§ SOURCE MATERIAL
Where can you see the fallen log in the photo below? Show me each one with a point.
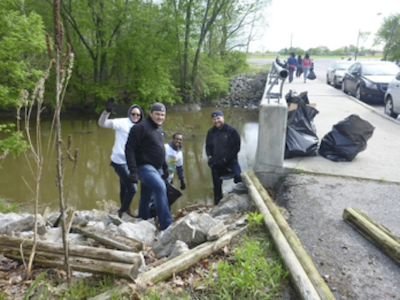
(299, 278)
(306, 262)
(177, 264)
(89, 265)
(75, 250)
(380, 238)
(109, 239)
(380, 226)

§ REQUIREMENT
Render every line of the items above as a JSON list of strings, one string per line, skipping blank lines and leaving the pictures out of the answer.

§ RESULT OF THIS EXERCISE
[
  "Where can you see the fallen log in the photo below? Show me each one with a point.",
  "(299, 278)",
  "(306, 262)",
  "(177, 264)",
  "(89, 265)",
  "(75, 250)",
  "(380, 238)",
  "(109, 239)",
  "(380, 226)"
]